=== MATERIAL PROVIDED ===
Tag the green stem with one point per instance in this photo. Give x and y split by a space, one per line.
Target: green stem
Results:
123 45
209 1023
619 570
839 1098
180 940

=== GOAL ===
Please copy the entries above, replacing every "green stem" with "flower stalk" and leaving everything else unchanged.

=== SOLUTION ===
Tag the flower stalk with one point per instance in this photo. Give x and y split by a space, one per line.
Target: flower stalk
Results:
123 45
209 1023
619 570
839 1098
180 940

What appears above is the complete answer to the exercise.